Exercise description
Type the listing below out again exactly. No images.

Source material
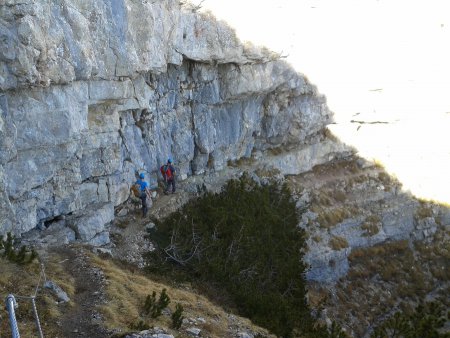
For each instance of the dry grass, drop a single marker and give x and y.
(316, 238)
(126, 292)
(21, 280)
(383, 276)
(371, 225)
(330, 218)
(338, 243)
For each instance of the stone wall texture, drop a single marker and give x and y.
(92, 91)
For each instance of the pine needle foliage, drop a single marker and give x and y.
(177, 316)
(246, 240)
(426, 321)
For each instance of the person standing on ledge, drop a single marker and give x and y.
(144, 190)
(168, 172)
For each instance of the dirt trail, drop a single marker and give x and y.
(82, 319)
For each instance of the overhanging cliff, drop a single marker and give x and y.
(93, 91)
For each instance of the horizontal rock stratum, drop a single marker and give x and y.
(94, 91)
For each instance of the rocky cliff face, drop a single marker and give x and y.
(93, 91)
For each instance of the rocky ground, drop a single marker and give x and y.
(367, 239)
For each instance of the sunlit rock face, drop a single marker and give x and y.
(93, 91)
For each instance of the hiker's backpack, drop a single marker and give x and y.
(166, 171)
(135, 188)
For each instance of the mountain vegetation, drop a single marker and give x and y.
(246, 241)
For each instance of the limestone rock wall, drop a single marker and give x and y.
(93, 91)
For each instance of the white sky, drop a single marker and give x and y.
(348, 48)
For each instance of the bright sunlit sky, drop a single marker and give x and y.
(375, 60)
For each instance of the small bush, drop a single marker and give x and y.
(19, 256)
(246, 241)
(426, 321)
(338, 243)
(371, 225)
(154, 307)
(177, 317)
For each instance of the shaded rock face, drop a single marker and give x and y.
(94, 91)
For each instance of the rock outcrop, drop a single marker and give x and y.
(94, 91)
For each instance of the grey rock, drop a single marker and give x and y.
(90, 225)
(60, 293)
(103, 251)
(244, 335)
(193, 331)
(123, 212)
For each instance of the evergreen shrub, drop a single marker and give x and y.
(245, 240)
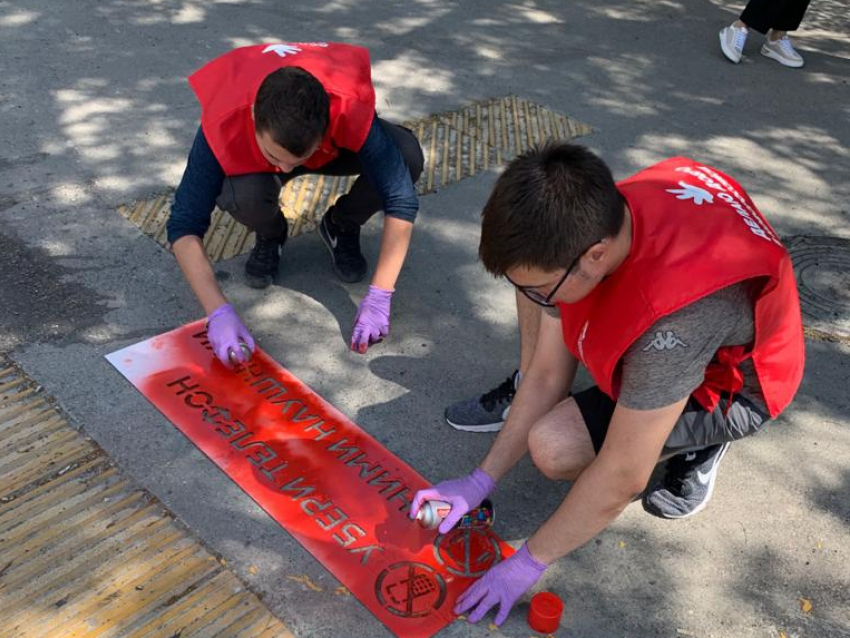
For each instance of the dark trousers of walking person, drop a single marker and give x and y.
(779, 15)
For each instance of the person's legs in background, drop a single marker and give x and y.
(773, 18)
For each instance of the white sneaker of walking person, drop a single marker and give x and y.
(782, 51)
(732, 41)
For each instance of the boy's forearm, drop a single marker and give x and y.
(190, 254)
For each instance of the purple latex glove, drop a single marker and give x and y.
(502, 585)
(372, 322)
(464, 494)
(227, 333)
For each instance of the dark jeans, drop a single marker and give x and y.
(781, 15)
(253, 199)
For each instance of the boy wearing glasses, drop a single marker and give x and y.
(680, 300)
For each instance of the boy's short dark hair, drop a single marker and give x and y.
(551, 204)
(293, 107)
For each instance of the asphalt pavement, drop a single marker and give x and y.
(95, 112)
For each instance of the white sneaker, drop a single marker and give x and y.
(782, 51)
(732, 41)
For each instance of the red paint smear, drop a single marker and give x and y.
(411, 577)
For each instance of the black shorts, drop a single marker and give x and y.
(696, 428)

Response
For each instance of the dry grass, drop a single marker and give x and y.
(316, 238)
(126, 292)
(21, 280)
(383, 276)
(371, 225)
(330, 218)
(338, 243)
For each instance of the stone wall texture, drop a single marker and give x and y.
(92, 91)
For each instance of the pine needle foliage, drop a single marker and give x and y.
(177, 316)
(246, 240)
(426, 321)
For each instance of the person standing on ledge, drop a single marker and give x and y.
(144, 190)
(168, 172)
For each instance of the dirt trail, drop a single marker and give x and y.
(82, 319)
For each instance of the overhanging cliff, drop a single marker and give x and y.
(93, 91)
For each instance of the horizontal rock stratum, drop a single marker and give x and y.
(94, 91)
For each instance of the rocky cliff face, drop a single marker and give x and y.
(93, 91)
For each instance of the rocky ground, drop a single marker and give x and y.
(367, 239)
For each instance of the sunlit rock face, drop a single marker and give x and y.
(93, 91)
For each instance of the hiker's backpack, drop a single marker and give x and y.
(166, 171)
(135, 188)
For each instance of the mountain vegetation, drop a single marker and give x and y.
(246, 241)
For each instance of the limestone rock wall, drop a single marker and give x and y.
(93, 91)
For each instance of the white sky, drop a single marker and give x and y.
(348, 48)
For each instance of the bright sunlit sky, drop a single marker and give x and y.
(375, 60)
For each instance of the small bush, drop a single marker and give x and y.
(19, 256)
(246, 241)
(426, 321)
(338, 243)
(371, 225)
(154, 307)
(177, 317)
For each instance of the shaded rock face, drop a single marker and give x and y.
(94, 91)
For each instance of the rock outcrop, drop a single marker and give x and y.
(94, 91)
For each instance of the grey rock, drop a single marker and give x and y.
(90, 225)
(60, 293)
(103, 251)
(244, 335)
(193, 331)
(123, 212)
For each instance of the evergreen shrub, drop a single marker and give x and y.
(245, 240)
For each instance of the dark trousers of walking person, drop a single marker and give x and y.
(779, 15)
For each instance of the person's legs in background, drop a single marker and give x and y.
(773, 18)
For each instance of the white sneaker of walking person, drop a single marker and give x and y.
(782, 51)
(732, 41)
For each instance of the boy's forearm, drop a single marker and give x and y.
(190, 254)
For each instance of the purple latex glove, drop a single marker and give x and y.
(502, 585)
(372, 322)
(464, 494)
(227, 333)
For each instance of the dark jeans, drop a single marker and give x and y.
(781, 15)
(253, 199)
For each instance of the boy wearing glasses, drop a single marker and give x and y.
(680, 300)
For each instance of the boy's short dark hair, drop a single marker and give x and y.
(551, 204)
(293, 107)
For each instance of the asphalt pavement, drop a single marker and give x and y.
(95, 112)
For each instance of the white sneaker, drop a single marker and give x and y.
(782, 51)
(732, 41)
For each instance of the red paint smear, drop a single marker and give x and y.
(411, 577)
For each instance of the black shorts, drop a single marker and give x and y.
(696, 428)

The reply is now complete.